_WHAT THE TASK ASKS_: Copy out the lines from the line with "Teacher note: indicate the wooden" to the line with "(1208, 797)", both included, reproducing them precisely.

Saved data entries:
──────

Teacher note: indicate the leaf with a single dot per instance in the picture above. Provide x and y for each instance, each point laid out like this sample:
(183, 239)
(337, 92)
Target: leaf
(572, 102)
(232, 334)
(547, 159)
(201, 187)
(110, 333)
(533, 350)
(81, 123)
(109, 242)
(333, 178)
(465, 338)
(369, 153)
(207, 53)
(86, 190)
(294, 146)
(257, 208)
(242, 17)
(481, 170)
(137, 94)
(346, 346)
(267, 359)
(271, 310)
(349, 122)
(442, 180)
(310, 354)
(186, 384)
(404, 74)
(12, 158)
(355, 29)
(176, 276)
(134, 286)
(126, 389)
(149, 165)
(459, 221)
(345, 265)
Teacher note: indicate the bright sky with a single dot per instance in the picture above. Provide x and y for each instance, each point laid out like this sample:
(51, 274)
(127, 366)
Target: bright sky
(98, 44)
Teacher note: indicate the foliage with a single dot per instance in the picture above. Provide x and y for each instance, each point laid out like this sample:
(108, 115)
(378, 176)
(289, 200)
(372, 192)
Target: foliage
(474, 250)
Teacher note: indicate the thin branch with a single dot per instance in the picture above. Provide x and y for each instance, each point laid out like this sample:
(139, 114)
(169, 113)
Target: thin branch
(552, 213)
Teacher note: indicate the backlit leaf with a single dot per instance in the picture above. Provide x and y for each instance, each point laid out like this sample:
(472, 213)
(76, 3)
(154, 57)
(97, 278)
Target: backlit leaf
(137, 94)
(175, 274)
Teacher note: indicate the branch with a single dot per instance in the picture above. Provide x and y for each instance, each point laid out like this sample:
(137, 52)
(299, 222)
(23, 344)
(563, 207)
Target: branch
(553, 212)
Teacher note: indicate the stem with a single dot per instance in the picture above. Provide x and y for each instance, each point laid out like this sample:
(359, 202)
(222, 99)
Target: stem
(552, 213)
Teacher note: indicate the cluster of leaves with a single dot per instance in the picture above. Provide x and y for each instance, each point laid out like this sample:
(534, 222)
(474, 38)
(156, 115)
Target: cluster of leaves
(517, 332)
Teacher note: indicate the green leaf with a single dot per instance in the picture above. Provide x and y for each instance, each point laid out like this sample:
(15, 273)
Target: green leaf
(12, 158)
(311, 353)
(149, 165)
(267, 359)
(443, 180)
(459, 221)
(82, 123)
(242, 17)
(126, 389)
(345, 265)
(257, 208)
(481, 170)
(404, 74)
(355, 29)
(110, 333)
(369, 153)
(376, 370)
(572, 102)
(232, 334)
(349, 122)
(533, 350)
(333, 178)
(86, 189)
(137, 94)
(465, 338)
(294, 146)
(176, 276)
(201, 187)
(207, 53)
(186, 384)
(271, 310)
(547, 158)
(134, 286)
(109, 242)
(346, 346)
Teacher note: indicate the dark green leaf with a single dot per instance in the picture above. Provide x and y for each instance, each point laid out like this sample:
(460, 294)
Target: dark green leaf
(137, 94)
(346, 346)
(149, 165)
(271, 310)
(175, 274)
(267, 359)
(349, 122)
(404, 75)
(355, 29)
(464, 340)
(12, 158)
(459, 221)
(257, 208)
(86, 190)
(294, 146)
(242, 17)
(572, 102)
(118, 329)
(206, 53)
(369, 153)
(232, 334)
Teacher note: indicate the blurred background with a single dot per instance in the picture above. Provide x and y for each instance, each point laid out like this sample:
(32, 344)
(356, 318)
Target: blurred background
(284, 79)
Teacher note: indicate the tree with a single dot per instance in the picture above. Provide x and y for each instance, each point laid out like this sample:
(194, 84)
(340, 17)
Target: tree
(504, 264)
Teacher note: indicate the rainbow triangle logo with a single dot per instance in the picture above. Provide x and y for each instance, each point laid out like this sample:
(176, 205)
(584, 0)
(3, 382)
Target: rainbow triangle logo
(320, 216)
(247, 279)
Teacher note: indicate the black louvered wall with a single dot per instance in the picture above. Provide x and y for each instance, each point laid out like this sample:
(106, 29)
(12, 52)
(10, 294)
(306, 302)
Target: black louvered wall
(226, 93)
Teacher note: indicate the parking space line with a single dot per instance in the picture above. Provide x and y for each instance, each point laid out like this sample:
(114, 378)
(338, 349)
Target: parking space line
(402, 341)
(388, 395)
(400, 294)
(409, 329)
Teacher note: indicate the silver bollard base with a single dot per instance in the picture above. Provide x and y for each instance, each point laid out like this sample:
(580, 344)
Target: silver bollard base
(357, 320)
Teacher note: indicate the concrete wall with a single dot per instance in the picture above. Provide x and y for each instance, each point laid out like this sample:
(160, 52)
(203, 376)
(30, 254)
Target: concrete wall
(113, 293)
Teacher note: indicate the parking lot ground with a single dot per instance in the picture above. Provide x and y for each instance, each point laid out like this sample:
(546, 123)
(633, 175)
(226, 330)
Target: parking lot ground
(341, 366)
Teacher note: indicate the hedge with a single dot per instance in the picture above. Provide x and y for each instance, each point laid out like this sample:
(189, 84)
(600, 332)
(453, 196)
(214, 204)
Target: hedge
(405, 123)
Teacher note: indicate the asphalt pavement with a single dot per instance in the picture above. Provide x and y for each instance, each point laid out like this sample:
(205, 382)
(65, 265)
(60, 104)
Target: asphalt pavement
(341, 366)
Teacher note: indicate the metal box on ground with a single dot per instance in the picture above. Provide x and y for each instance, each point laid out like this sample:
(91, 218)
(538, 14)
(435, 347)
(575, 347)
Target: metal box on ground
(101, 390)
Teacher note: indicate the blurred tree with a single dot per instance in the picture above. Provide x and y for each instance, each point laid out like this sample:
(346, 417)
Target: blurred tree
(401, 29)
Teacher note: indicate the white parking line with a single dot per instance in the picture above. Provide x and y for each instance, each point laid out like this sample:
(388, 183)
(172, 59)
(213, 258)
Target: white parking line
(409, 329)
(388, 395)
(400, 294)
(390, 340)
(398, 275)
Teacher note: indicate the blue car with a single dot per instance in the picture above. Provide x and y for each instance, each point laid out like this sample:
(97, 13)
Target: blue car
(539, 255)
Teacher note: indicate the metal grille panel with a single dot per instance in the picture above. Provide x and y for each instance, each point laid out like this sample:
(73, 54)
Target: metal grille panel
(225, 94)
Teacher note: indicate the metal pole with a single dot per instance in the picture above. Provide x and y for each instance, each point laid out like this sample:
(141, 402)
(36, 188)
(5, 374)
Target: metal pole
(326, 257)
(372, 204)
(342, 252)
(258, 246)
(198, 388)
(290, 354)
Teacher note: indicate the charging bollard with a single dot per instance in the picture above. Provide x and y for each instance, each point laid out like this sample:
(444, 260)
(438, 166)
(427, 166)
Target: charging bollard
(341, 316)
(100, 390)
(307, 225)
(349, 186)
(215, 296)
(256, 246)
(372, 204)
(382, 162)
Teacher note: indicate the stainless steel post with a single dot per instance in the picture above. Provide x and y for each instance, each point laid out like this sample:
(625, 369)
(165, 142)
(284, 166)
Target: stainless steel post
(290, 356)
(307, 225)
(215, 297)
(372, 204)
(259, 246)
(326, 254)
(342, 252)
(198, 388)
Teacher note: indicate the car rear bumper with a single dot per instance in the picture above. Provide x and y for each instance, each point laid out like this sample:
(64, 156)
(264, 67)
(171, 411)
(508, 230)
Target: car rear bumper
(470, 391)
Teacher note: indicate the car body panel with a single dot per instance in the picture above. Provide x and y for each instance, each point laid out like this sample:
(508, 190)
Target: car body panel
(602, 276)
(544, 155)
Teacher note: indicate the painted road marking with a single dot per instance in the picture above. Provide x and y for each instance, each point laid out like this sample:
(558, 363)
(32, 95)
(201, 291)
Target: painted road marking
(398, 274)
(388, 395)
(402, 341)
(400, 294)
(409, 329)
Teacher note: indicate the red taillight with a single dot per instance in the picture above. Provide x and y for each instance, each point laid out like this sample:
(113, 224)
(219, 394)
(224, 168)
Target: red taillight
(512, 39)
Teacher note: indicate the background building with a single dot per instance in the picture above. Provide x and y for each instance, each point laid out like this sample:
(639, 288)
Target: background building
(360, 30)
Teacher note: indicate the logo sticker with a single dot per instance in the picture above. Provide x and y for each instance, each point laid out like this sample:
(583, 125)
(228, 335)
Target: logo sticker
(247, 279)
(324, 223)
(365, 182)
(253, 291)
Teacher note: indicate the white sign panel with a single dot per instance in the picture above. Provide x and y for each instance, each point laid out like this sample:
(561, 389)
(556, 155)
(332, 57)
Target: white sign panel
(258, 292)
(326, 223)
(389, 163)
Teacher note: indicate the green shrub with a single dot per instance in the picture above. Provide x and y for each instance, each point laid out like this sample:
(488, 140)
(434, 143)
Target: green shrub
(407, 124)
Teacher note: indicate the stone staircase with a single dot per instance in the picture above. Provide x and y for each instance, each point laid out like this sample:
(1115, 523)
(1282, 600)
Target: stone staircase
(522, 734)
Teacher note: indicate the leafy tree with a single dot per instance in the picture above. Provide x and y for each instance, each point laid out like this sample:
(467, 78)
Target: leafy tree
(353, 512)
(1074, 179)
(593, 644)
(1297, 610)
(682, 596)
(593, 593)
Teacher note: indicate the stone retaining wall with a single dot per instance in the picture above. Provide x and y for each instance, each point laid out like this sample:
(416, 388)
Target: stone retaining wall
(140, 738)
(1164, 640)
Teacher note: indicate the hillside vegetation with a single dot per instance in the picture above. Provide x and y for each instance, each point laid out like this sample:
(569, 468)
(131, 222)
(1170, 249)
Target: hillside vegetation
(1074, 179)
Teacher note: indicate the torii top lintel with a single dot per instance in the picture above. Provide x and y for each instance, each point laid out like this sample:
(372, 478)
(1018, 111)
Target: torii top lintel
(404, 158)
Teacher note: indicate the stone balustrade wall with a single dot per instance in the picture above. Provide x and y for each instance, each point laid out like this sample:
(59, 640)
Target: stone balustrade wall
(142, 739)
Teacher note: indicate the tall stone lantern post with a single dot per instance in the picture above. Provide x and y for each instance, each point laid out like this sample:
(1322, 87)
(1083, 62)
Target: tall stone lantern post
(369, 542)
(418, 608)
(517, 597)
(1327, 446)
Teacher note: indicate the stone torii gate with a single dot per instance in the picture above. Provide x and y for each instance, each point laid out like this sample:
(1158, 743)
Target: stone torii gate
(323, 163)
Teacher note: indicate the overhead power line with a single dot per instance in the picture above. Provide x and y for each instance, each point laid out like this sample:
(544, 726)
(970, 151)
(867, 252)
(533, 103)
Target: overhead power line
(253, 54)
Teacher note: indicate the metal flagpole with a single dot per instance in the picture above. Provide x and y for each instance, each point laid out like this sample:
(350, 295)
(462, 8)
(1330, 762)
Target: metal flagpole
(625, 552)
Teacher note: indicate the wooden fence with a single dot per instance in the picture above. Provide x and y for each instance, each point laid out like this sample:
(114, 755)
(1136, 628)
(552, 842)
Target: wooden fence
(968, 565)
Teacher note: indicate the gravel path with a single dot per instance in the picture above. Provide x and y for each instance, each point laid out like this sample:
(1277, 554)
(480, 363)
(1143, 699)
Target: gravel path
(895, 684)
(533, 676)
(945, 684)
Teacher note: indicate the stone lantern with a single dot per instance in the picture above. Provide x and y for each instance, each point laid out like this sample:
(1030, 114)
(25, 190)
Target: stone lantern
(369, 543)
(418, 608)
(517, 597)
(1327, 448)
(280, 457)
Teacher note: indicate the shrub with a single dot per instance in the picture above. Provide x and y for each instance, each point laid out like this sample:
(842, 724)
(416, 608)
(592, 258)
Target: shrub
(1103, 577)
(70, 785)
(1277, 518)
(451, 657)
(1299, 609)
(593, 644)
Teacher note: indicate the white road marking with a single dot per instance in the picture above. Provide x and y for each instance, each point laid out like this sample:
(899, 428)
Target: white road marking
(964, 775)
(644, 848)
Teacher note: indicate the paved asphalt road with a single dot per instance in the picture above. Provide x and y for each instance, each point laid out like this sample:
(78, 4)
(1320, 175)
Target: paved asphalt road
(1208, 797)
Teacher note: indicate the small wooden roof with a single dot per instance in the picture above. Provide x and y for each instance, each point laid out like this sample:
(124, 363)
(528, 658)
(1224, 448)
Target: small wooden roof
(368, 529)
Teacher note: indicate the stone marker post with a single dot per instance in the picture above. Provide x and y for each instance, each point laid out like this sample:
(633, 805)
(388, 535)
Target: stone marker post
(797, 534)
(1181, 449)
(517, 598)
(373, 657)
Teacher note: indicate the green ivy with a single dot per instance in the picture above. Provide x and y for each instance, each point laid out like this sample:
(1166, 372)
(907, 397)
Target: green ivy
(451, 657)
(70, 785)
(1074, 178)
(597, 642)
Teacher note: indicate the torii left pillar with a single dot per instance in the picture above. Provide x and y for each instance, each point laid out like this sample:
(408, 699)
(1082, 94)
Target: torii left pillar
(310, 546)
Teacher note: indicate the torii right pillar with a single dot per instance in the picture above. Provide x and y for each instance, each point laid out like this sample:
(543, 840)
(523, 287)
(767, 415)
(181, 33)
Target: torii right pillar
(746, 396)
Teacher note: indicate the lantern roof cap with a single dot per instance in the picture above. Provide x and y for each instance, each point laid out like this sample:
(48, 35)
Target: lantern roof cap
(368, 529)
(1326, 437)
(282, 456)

──────

_THE RESULT_:
Teacher note: indicate the wooden fence with a single dot per instance in the picture above. Provide x and y for each instance, each point laid out like this sample:
(114, 755)
(1136, 628)
(552, 842)
Target: wooden fence
(968, 565)
Teacher note: indicate the gravel path with a single dot per instance in the picture above. Provide x and y for each instance, each point laid out like this sample:
(1277, 554)
(480, 363)
(1143, 699)
Target: gravel path
(895, 684)
(533, 676)
(945, 684)
Teacher note: indicate the stone lantern with a single dot per instance in the picture above. Provide x and y for each instance, each point laid out like this sample:
(1030, 114)
(25, 190)
Target: stone lantern
(369, 543)
(418, 608)
(517, 597)
(1327, 448)
(280, 457)
Teacher note: indicate the shrub with a single dot per instance in the picture above. Provide x and y for each instance, each point laid out like this sample:
(842, 724)
(416, 608)
(592, 258)
Target: shrub
(1103, 577)
(70, 785)
(1277, 518)
(451, 657)
(1299, 609)
(593, 644)
Teacher note: indicate the white road marking with a single dot per instance in the picture above. Provide x and y for each instance, each point laid out like this sample:
(899, 428)
Target: white road marking
(964, 775)
(644, 848)
Teacher note: indicate the paved asphalt road with a single dot per instance in the picture above. Provide x and y for each instance, each point laid out like this sample:
(78, 4)
(1320, 175)
Target: paved asphalt road
(1208, 797)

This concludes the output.